[Stored dataset items]
□ □ □

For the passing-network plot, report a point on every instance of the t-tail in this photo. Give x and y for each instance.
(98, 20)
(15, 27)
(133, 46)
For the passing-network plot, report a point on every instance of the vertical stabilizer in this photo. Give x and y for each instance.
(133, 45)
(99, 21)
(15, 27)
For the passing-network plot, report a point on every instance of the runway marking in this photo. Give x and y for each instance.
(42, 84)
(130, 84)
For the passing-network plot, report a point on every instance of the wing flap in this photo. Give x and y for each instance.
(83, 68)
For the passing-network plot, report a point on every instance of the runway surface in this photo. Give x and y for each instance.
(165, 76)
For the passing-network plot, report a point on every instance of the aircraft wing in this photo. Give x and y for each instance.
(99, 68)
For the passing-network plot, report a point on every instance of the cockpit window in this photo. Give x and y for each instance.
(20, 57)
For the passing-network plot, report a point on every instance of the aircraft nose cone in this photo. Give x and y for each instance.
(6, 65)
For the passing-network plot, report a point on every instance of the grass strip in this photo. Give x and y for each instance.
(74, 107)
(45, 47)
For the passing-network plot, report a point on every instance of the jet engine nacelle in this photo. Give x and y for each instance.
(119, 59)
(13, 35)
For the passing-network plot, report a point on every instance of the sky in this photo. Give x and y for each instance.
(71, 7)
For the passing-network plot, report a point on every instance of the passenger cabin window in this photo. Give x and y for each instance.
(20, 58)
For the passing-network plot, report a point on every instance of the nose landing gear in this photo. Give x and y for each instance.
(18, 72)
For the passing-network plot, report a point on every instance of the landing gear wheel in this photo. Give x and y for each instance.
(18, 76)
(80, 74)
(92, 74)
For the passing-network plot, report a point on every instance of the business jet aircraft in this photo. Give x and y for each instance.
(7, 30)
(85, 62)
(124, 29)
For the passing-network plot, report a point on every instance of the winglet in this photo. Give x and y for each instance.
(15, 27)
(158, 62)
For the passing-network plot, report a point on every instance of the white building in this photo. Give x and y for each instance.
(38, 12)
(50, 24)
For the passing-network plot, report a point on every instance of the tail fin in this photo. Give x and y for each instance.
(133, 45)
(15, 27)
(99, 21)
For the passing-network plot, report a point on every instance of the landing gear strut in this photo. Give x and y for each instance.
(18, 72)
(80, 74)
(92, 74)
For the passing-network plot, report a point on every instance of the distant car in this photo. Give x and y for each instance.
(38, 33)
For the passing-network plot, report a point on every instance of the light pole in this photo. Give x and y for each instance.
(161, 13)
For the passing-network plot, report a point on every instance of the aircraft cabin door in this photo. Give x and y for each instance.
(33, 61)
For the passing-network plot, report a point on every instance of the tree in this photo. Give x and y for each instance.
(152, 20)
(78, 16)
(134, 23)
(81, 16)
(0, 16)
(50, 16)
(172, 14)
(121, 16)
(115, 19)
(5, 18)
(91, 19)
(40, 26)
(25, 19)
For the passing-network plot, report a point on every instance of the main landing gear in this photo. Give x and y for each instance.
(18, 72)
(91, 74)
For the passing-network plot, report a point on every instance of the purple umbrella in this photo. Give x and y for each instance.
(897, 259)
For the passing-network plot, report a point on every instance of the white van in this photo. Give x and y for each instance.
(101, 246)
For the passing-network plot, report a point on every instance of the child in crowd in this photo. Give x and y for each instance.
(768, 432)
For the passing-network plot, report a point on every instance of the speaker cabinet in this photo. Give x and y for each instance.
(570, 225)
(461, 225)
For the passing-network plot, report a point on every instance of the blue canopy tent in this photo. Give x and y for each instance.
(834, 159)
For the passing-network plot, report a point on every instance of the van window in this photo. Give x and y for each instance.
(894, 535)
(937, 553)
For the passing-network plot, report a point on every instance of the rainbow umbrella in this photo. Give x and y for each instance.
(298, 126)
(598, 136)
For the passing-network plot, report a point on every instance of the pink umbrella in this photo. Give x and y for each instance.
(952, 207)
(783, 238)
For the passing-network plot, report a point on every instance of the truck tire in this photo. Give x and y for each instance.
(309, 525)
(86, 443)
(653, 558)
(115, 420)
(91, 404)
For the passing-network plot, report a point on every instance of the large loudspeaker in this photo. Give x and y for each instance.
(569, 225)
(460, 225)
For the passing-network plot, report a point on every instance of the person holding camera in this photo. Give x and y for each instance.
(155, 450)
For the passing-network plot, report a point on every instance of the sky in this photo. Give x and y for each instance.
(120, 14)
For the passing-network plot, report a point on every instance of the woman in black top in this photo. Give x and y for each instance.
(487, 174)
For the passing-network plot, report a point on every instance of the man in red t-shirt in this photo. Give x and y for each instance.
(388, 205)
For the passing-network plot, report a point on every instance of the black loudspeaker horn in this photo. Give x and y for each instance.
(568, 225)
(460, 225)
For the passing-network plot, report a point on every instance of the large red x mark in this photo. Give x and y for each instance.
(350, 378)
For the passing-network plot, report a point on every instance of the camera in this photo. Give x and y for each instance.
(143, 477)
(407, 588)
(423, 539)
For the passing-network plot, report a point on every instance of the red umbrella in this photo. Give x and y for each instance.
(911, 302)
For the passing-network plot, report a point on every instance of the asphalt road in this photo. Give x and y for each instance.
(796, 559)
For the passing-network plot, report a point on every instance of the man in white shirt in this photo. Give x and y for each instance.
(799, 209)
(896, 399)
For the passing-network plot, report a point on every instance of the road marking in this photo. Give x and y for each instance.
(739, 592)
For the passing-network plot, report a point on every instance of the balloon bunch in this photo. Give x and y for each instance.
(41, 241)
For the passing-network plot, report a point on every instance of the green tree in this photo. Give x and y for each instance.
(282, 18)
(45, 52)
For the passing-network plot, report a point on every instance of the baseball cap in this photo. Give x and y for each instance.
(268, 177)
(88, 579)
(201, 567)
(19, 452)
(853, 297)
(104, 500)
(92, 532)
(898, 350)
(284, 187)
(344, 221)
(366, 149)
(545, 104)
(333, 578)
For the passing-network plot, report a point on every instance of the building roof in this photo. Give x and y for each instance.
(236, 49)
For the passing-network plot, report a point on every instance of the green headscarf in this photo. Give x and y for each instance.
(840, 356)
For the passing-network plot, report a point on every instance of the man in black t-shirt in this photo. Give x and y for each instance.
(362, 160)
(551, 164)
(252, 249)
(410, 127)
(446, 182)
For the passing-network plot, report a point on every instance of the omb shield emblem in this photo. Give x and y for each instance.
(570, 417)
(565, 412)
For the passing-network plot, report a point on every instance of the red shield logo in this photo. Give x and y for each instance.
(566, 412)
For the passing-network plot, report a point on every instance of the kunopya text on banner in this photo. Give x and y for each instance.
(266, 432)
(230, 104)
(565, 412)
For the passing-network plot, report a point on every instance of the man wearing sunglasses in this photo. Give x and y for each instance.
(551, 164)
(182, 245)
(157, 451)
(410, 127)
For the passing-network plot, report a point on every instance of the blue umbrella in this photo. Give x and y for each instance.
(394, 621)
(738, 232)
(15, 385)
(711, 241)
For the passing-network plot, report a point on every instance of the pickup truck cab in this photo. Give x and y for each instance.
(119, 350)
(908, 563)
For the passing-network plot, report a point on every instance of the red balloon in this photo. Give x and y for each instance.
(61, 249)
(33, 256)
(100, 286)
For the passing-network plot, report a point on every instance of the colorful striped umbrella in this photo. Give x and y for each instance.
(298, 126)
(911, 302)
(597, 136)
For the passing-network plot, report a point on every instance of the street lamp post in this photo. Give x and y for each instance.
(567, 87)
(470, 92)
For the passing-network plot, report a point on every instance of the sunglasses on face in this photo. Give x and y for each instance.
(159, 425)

□ □ □

WHAT NEEDS TO BE DONE: Every record listed above should be reproduced exactly.

EXERCISE SOLUTION:
For the passing-network plot, report a point on every instance of the t-tail in this photo. Give x and y for each instance.
(98, 20)
(15, 27)
(133, 46)
For the passing-network plot, report a point on every instance of the vertical stabilizer in this photo. Give x and y for each instance.
(133, 45)
(99, 21)
(15, 27)
For the passing-network plot, report a point on every instance of the runway marking in this photo. Give x and y for each instance.
(42, 84)
(130, 84)
For the passing-network plot, report a point on every instance of the wing flap in this photo. Give x and y for each instance.
(83, 68)
For the passing-network plot, report a point on every instance of the runway surface in this photo. Give x and y for each instance.
(165, 76)
For the passing-network plot, report a point on every instance of the aircraft wing in this photo. Give x and y for each instance.
(99, 68)
For the passing-network plot, report a point on every instance of the cockpit window in this photo. Give x and y for each instance.
(20, 57)
For the passing-network plot, report a point on every instance of the aircraft nose cone in this photo. Give x and y for each instance.
(6, 65)
For the passing-network plot, report a point on every instance of the grass strip in this photo. Give x and y for each instance.
(74, 107)
(45, 47)
For the passing-network plot, report a point on every instance of the jet engine nacelle in this photo. Give x and y for each instance.
(119, 59)
(13, 35)
For the passing-network plot, report a point on every instance of the sky in this photo. Give x and y for each instance.
(71, 7)
For the passing-network plot, report a point on every instance of the passenger cabin window in this photo. Give x and y for each instance.
(20, 58)
For the passing-network plot, report a point on every instance of the nose landing gear in this photo. Give x and y for each instance.
(18, 72)
For the passing-network plot, report a point on every instance of the landing gear wheel in this photo. Give x and y for each instance.
(18, 76)
(80, 74)
(92, 74)
For the passing-network plot, report a point on every instance of the business jet aircraft in this photo. Give x and y for each instance.
(7, 30)
(85, 62)
(124, 29)
For the passing-network plot, report a point on every instance of the winglet in this photo. Give x and y for each instance.
(15, 27)
(158, 62)
For the passing-network plot, report a point on every instance of the white building in this photo. Give x and y for each instance.
(38, 12)
(50, 24)
For the passing-network plot, report a point on every instance of the tail fin in this photo. Give x and y for each instance.
(133, 45)
(15, 27)
(99, 21)
For the passing-network plot, report a point on every instance of the landing gear strut in this photo. Give x and y for each instance.
(18, 72)
(80, 74)
(92, 74)
For the passing-network plot, report a point on every instance of the distant car in this photo. Give x and y for each instance.
(38, 33)
For the passing-network plot, report a point on every instance of the light pole in this photo. Give x and y for each instance.
(161, 13)
For the passing-network plot, report a point on every instance of the aircraft cabin door in this photo. Give x and y for each instance.
(33, 61)
For the passing-network plot, report a point on every instance of the tree in this photo. Give x and y for each instance.
(152, 20)
(78, 16)
(134, 23)
(81, 16)
(0, 16)
(50, 16)
(172, 14)
(121, 16)
(115, 19)
(5, 18)
(91, 19)
(40, 26)
(25, 19)
For the passing-network plot, report a point on every instance of the main landing gear in this photo. Give x and y for each instance.
(18, 72)
(91, 74)
For the passing-network plot, report a point on every instance of the purple umbrella in this photo. Give x and y for each instance.
(897, 259)
For the passing-network plot, report a point on every instance of the white van in this photo. Give x and y for each instance.
(101, 246)
For the passing-network plot, report a point on every instance of the child in crowd in this photo. Give x and y for each instance.
(768, 432)
For the passing-network plot, report a point on every instance of the speaker cabinet in this photo. Give x and y for each instance.
(570, 225)
(461, 225)
For the passing-network plot, report a point on every instance of the blue canopy tent in this photo. Give x and y for each instance.
(834, 159)
For the passing-network plot, report a point on every instance of the van window in this photo. Give x and y for each instance.
(894, 535)
(937, 553)
For the passing-network plot, report a point on every instance of the rainbow umbrella in this photo. Give x and y for each instance.
(298, 126)
(598, 136)
For the passing-network plot, report a point on every instance of the pink umbrella in this photo. Give x and y for each instance.
(952, 207)
(783, 238)
For the passing-network plot, report a point on every instance of the truck tire in this photo. Give x and y for each instance.
(309, 525)
(86, 443)
(653, 558)
(115, 420)
(91, 404)
For the passing-network plot, report a point on every instance of the large loudspeaker in this photo. Give x and y for each instance.
(569, 225)
(460, 225)
For the passing-network plot, report a point on every instance of the person holding camera in this photo. Give x and y for each instance.
(155, 450)
For the passing-network plot, report a point on every instance of the sky in this photo. Give x and y for each instance.
(120, 14)
For the passing-network plot, report a point on every instance of the woman in black top in this photo. Give x and y for each instance.
(487, 174)
For the passing-network plot, report a point on every instance of the man in red t-shirt in this photo. Give x and y for each instance.
(388, 205)
For the passing-network plot, report a point on every instance of the black loudspeaker horn in this photo. Give x and y for each instance.
(568, 225)
(460, 225)
For the passing-network plot, report a point on every instance of the large red x mark in this photo. Give x and y for each instance.
(350, 378)
For the passing-network plot, report a point on every instance of the camera in this photo. Give x and y for each instance.
(143, 477)
(407, 588)
(423, 539)
For the passing-network plot, report a point on every instance of the red umbrella in this photo. Give x and y for each instance.
(911, 302)
For the passing-network plot, report a point on every instance of the asphalt road in this photo. Give x and y for each instance.
(796, 559)
For the passing-network plot, report a point on every instance of the man in white shirt in this photo. Give x and y for each instance.
(799, 209)
(896, 399)
For the passing-network plot, report a point on every instance of the road marking in this photo. Give x and y for each instance.
(739, 592)
For the passing-network plot, report a point on every instance of the balloon bunch in this photo. Give x and y for each instance.
(41, 241)
For the passing-network plot, report a point on every instance of the green tree in this photo. Give x and y for each instance.
(282, 18)
(45, 52)
For the passing-network plot, report a point on every instance of the baseball cap in this photo. Give x and y for each instance.
(268, 177)
(88, 579)
(201, 567)
(19, 452)
(853, 297)
(104, 500)
(92, 532)
(898, 350)
(284, 187)
(344, 221)
(366, 149)
(545, 104)
(333, 578)
For the passing-network plot, report a point on every instance of the building roof in this photo. Give x and y for each instance.
(236, 49)
For the passing-network plot, report a point on every instance of the green headscarf in this photo. Give x and y for each instance.
(840, 356)
For the passing-network plot, report a point on every instance of the man in black t-shirt in this photo. Give x and y for each instance.
(362, 160)
(551, 164)
(252, 249)
(410, 127)
(446, 182)
For the passing-network plot, report a point on every instance of the omb shield emblem in this photo. Give x and y for each instance.
(570, 417)
(565, 412)
For the passing-network plot, report a point on every instance of the red shield logo in this photo. Give x and y for each instance.
(566, 412)
For the passing-network plot, report a point on every instance of the kunopya text on banner in this photo. Give x and y for each instance.
(266, 432)
(230, 104)
(565, 412)
For the passing-network plot, report a point on every instance of the man wearing sunglasses in this photo. Give x and y for each instance.
(551, 164)
(182, 245)
(157, 451)
(410, 127)
For the passing-network plot, report a point on every instance of the blue umbrella in this photo. Give x and y for each instance.
(394, 621)
(738, 232)
(15, 385)
(711, 241)
For the passing-network plot, report a point on every instance of the pickup truck cab in this photo. Give x and y for each instance.
(119, 350)
(908, 563)
For the passing-network plot, report a point on every instance of the red balloon in this photo. Give x and y for each instance.
(61, 249)
(33, 256)
(100, 286)
For the passing-network plot, report a point on every instance of the colorful striped umbrella in this photo. Give x and y for each instance.
(298, 126)
(911, 302)
(597, 136)
For the passing-network plot, report a point on every instance of the street lamp post in this photo. Give x and y for each instance.
(567, 87)
(470, 92)
For the passing-network plot, report a point on every instance of the sunglasses on face in this photo. Give x and y for each instance.
(159, 425)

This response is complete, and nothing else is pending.